>> Start TASK INPUTS

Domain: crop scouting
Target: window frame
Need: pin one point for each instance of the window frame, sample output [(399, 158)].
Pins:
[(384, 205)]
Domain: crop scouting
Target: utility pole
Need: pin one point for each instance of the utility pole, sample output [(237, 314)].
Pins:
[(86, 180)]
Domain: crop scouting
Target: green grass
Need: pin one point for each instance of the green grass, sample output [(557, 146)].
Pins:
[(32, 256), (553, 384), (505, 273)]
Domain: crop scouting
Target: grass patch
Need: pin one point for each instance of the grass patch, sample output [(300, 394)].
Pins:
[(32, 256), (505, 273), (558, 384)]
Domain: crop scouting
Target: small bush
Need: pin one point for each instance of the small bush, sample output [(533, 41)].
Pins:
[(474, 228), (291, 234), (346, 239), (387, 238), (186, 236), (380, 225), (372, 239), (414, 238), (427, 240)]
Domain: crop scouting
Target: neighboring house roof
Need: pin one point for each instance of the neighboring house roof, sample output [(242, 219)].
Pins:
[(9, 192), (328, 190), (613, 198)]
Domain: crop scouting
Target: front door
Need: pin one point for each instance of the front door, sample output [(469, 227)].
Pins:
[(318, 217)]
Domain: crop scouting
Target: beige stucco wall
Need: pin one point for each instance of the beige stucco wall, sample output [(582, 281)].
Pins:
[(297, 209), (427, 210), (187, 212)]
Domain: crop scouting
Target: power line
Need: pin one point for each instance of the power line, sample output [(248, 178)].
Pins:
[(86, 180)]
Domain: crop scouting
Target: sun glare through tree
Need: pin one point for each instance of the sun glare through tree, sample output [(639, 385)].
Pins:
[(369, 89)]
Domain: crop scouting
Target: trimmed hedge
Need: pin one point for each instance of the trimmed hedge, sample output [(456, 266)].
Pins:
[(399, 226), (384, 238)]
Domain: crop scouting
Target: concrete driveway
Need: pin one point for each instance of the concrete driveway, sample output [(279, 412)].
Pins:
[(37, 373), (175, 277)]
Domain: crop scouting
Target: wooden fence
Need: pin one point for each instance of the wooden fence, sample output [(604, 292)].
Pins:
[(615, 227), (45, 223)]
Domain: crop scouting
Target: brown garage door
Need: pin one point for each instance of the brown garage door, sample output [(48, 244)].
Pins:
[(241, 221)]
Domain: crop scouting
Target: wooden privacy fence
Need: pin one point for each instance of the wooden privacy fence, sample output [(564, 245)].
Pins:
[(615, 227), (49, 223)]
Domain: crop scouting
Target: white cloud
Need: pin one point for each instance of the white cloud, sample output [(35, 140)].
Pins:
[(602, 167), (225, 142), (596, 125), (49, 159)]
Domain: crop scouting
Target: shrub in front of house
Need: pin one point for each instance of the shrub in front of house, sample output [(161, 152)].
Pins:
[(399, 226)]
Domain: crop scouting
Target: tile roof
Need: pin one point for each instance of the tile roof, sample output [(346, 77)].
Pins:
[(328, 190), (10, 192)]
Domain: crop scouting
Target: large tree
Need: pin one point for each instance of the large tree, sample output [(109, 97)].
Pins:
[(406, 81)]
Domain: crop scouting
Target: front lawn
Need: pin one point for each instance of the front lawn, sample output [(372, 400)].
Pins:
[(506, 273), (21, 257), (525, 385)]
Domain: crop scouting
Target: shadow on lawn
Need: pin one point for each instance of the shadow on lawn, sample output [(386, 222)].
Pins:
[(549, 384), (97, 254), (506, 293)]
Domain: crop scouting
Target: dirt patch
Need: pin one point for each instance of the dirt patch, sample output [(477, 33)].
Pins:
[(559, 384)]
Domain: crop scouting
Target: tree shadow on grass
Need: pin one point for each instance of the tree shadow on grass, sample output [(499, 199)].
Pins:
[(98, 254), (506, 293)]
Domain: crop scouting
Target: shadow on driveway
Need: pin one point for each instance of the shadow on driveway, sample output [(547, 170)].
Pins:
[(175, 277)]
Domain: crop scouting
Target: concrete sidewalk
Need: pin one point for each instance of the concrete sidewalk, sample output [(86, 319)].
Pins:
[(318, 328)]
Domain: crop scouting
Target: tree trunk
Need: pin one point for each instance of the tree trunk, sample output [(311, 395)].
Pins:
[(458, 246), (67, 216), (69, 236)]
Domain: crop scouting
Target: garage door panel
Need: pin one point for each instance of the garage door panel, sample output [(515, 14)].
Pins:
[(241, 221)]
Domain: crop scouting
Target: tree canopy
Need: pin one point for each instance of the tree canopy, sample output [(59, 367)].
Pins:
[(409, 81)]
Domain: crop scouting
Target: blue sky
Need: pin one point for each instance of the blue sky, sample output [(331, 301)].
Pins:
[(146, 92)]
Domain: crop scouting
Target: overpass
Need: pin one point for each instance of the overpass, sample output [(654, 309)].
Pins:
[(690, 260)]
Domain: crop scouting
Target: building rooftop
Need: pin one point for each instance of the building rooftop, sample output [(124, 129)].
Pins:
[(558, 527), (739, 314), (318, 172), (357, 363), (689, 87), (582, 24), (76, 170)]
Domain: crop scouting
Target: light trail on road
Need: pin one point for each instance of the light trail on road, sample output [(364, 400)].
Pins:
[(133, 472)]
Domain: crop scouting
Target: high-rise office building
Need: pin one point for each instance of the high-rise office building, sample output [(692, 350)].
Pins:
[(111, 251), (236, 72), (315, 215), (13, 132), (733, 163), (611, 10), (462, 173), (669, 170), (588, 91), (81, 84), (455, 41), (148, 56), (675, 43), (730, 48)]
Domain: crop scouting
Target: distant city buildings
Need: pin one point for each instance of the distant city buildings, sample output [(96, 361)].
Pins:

>> End TASK INPUTS

- **INSTRUCTIONS TO FOLLOW**: Copy every one of the entries above word for word, keeping each line as it appears.

- **RESPONSE BELOW**:
Domain: crop scouting
Target: window frame
Need: pin one point for each instance of the window frame, sample output [(399, 158)].
Pins:
[(384, 205)]
Domain: crop scouting
Target: utility pole
Need: pin one point for each instance of the utility pole, sample output [(237, 314)].
Pins:
[(86, 180)]
Domain: crop scouting
Target: green grass
Need: pin one point for each instance of the green grass, sample output [(557, 146)].
Pins:
[(32, 256), (553, 384), (505, 273)]
Domain: crop scouting
Target: grass patch
Need: pin one point for each instance of the grass patch, sample output [(300, 394)].
Pins:
[(32, 256), (505, 273), (558, 384)]
Domain: crop scouting
Target: small bush
Need: pin one point for each instance of the small bush, sample output [(533, 41)].
Pins:
[(474, 228), (291, 234), (346, 239), (387, 238), (186, 236), (380, 225), (372, 239), (414, 238), (427, 240)]
Domain: crop scouting
Target: neighboring house roof
Need: pin one point for each instance of the neighboring house roof, sample output [(242, 219)].
Pins:
[(9, 192), (328, 190), (613, 198)]
Domain: crop scouting
Target: front door
Need: pin one point for each instance of the front door, sample output [(469, 227)].
Pins:
[(318, 217)]
Domain: crop scouting
Target: beige stucco wall
Need: pin one point for each instance of the beige stucco wall, sample output [(582, 281)].
Pins:
[(297, 209), (427, 210), (187, 212)]
Domain: crop scouting
Target: power line
Need: pin one point for each instance of the power line, sample output [(248, 178)].
Pins:
[(86, 180)]
Domain: crop scouting
Target: sun glare through tree
Need: pin one point for each instance of the sun glare through tree, sample output [(639, 385)].
Pins:
[(369, 89)]
Domain: crop scouting
Target: trimmed hedge
Need: pin one point for each instance of the trimmed hedge, sample output [(456, 266)].
Pins:
[(399, 226), (384, 238)]
Domain: crop scouting
Target: concrete driveway
Need: pin one point for each instance of the concrete driveway, sample output [(279, 412)].
Pins:
[(37, 373), (175, 277)]
Domain: crop scouting
Target: wooden fence
Need: pin one point for each instance of the wooden fence, sample output [(604, 292)].
Pins:
[(615, 227), (45, 223)]
Domain: crop scouting
Target: brown garage door
Need: pin one point for each instance of the brown garage door, sample output [(48, 244)].
Pins:
[(241, 221)]
Domain: crop scouting
Target: wooden privacy fence
Need: pin one point for each instance of the wooden privacy fence, sample output [(564, 245)].
Pins:
[(615, 227), (49, 223)]
Domain: crop scouting
Target: white cloud
Need: pin one point for each instance of the white cloud, sample output [(35, 140)].
Pins:
[(602, 167), (225, 142), (596, 125), (49, 159)]
Domain: crop scouting
Target: shrub in front of house
Need: pin one point for each instance of the shrub in front of house, sample output [(161, 152)].
Pins:
[(399, 226)]
Domain: crop scouting
Target: tile roof
Need: pin one point for each instance of the tile roof, sample output [(346, 77)].
Pins:
[(328, 190), (10, 192)]
Domain: crop scouting
Target: large tree
Need: pin one point for each instance of the large tree, sample output [(109, 97)].
Pins:
[(406, 81)]
Domain: crop scouting
Target: front lawn
Need: pin one point for each instance of the front lawn, sample output [(372, 400)].
Pins:
[(506, 273), (21, 257), (525, 385)]
Domain: crop scouting
Target: shadow on lawn
Need: pin one point for each instance of the shadow on lawn, sample output [(386, 222)].
Pins:
[(549, 384), (97, 254), (506, 293)]
Domain: crop scouting
Target: dirt patch
Need: pin one point for each instance of the dirt patch, sample output [(477, 33)].
Pins:
[(559, 384)]
Domain: crop scouting
Target: tree shadow on grass
Need: pin one point for each instance of the tree shadow on grass, sample output [(499, 199)].
Pins:
[(98, 254), (506, 293)]
Domain: crop scouting
Target: shadow on driveway
Need: pin one point for each instance of the shadow on driveway, sample output [(547, 170)].
Pins:
[(175, 277)]
Domain: crop scouting
Target: concrete sidewalk
Need: pin one point for each instance of the concrete sidewalk, sample output [(86, 319)].
Pins:
[(318, 328)]
Domain: crop scouting
Target: tree trunk
Need: pin one point for each instance of the tree trunk, sample output [(311, 395)].
Pins:
[(458, 246), (67, 216), (69, 236)]
Domain: crop scouting
Target: garage door panel
Need: pin one point for each instance of the garage door panel, sample output [(515, 14)].
Pins:
[(241, 221)]
Domain: crop scouting
Target: tree canopy
Need: pin one point for each instance of the tree canopy, sample output [(59, 367)].
Pins:
[(409, 81)]
Domain: crop scouting
Target: blue sky
Need: pin one point for each instance of the blue sky, sample output [(331, 301)].
Pins:
[(146, 92)]
Domain: crop scouting
Target: overpass
Need: pin one point for each instance of the overpass, sample output [(654, 309)].
Pins:
[(690, 260)]
Domain: crop scouting
Target: building rooftop
Need: pin one point for each instance of the building rooftop, sample output [(124, 129)].
Pins:
[(558, 527), (739, 314), (318, 172), (357, 363), (689, 87), (582, 24), (76, 170)]
Domain: crop scouting
Target: light trail on road
Need: pin one point for each instance of the light trail on road, sample output [(364, 400)].
Pins:
[(133, 472)]
Domain: crop scouting
Target: high-rise office building
Need: pin one point for each instance of the high-rise office building, sample output [(692, 350)].
Pins:
[(111, 251), (236, 72), (315, 215), (13, 132), (733, 163), (611, 10), (462, 173), (669, 170), (588, 91), (81, 84), (455, 41), (148, 56), (675, 43), (730, 48)]
Domain: crop scouting
Target: distant city buildings
Need: pin one point for each instance of the distant city buildings, sample output [(96, 361)].
Pins:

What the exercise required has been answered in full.